To do
All of the records should be given again verbatim.

▼

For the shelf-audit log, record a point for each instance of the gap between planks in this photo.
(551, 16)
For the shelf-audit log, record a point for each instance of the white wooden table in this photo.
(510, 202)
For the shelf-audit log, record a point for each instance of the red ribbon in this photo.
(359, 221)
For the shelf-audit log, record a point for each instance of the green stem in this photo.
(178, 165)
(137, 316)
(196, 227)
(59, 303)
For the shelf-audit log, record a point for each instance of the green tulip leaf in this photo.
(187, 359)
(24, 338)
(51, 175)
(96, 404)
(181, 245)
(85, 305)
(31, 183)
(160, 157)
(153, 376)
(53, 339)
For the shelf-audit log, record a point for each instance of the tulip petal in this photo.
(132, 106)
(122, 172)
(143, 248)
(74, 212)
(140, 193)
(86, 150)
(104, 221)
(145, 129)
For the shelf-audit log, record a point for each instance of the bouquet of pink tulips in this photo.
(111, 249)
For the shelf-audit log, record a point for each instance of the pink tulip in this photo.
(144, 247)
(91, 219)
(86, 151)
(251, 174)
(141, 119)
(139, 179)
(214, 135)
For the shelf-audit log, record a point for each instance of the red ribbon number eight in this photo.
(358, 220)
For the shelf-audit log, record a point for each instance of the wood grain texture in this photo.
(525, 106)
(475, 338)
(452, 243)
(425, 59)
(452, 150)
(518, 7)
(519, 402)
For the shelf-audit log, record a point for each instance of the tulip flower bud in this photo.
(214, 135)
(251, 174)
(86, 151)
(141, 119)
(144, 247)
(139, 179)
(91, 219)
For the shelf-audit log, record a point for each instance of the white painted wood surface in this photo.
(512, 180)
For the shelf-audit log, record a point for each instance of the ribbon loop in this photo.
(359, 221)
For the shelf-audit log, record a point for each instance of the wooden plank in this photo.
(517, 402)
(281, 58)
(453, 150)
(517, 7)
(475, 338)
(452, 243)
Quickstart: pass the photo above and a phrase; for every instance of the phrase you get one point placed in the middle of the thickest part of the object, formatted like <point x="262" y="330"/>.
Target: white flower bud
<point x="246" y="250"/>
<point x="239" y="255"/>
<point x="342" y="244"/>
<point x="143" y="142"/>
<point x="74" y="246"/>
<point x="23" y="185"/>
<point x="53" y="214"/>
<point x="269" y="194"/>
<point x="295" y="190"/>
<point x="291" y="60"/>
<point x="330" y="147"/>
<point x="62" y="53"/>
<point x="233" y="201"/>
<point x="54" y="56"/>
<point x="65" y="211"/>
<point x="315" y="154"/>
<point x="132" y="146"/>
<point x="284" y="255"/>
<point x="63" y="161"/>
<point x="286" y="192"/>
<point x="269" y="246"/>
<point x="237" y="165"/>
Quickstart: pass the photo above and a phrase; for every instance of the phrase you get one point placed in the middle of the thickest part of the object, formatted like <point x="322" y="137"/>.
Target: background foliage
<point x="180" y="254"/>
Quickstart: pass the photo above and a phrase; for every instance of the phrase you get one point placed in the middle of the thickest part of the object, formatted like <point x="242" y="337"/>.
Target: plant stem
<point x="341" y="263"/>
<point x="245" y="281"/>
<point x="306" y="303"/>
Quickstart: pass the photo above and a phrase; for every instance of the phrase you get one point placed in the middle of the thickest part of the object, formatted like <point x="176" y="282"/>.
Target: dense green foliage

▲

Solution for this task
For the shelf-audit log, record a point for each instance of the gap between planks in this photo.
(551, 16)
For the shelf-audit log, record a point for each instance of the white wooden table in this photo.
(510, 202)
For the shelf-audit log, record a point for each instance of the red ribbon in this photo.
(359, 221)
For the shelf-audit log, record a point for each instance of the green stem in this photo.
(178, 165)
(137, 316)
(196, 227)
(59, 303)
For the shelf-audit log, record a point for each instance of the green tulip leaf in this photo.
(187, 359)
(24, 338)
(51, 175)
(96, 404)
(181, 245)
(85, 305)
(31, 183)
(160, 157)
(153, 376)
(53, 339)
For the shelf-audit log, record a point for each instance of the tulip petal in this photo.
(132, 106)
(122, 172)
(143, 248)
(74, 212)
(140, 193)
(86, 150)
(104, 221)
(145, 129)
For the shelf-audit log, record a point for each instance of the bouquet of pink tulips in this photo.
(111, 249)
For the shelf-audit log, record a point for each instance of the pink tulip in this photo.
(144, 247)
(91, 219)
(86, 151)
(251, 174)
(141, 119)
(139, 179)
(214, 135)
For the shelf-audit log, record a point for each instance of the red ribbon number eight in this photo.
(358, 220)
For the shelf-audit log, record a point for each instance of the wood grain texture in this photo.
(525, 106)
(475, 338)
(452, 243)
(425, 59)
(452, 150)
(518, 7)
(519, 402)
For the shelf-audit log, record a point for each instance of the tulip flower bud in this photo.
(214, 135)
(251, 174)
(86, 151)
(141, 119)
(144, 247)
(139, 179)
(91, 219)
For the shelf-audit log, record a point for each instance of the white painted wood surface in this photo.
(512, 180)
For the shelf-audit log, record a point for each instance of the ribbon loop in this photo.
(359, 221)
For the shelf-audit log, record a point for each instance of the wooden plank in this photo.
(517, 402)
(281, 58)
(453, 150)
(517, 7)
(475, 338)
(452, 243)
Quickstart: pass the photo above and a phrase; for every instance of the phrase you get one point placed in the middle of the thickest part of the object, formatted like <point x="262" y="330"/>.
Target: white flower bud
<point x="246" y="250"/>
<point x="239" y="255"/>
<point x="342" y="244"/>
<point x="143" y="142"/>
<point x="74" y="246"/>
<point x="23" y="185"/>
<point x="53" y="214"/>
<point x="269" y="194"/>
<point x="295" y="190"/>
<point x="291" y="60"/>
<point x="330" y="147"/>
<point x="62" y="53"/>
<point x="233" y="201"/>
<point x="54" y="56"/>
<point x="65" y="211"/>
<point x="315" y="154"/>
<point x="132" y="146"/>
<point x="284" y="255"/>
<point x="63" y="161"/>
<point x="286" y="192"/>
<point x="269" y="246"/>
<point x="237" y="165"/>
Quickstart: pass the photo above and a phrase; for every instance of the phrase you get one point placed in the middle of the thickest part of the object, formatted like <point x="322" y="137"/>.
Target: background foliage
<point x="180" y="254"/>
Quickstart: pass the photo above and a phrase; for every instance of the phrase you get one point placed in the middle of the thickest part of the object, formatted like <point x="242" y="337"/>.
Target: plant stem
<point x="341" y="263"/>
<point x="245" y="281"/>
<point x="306" y="303"/>
Quickstart: pass the photo above and a phrase; for every instance of the phrase you get one point placed in the middle of the thickest part of the object, formatted like <point x="176" y="282"/>.
Target: dense green foliage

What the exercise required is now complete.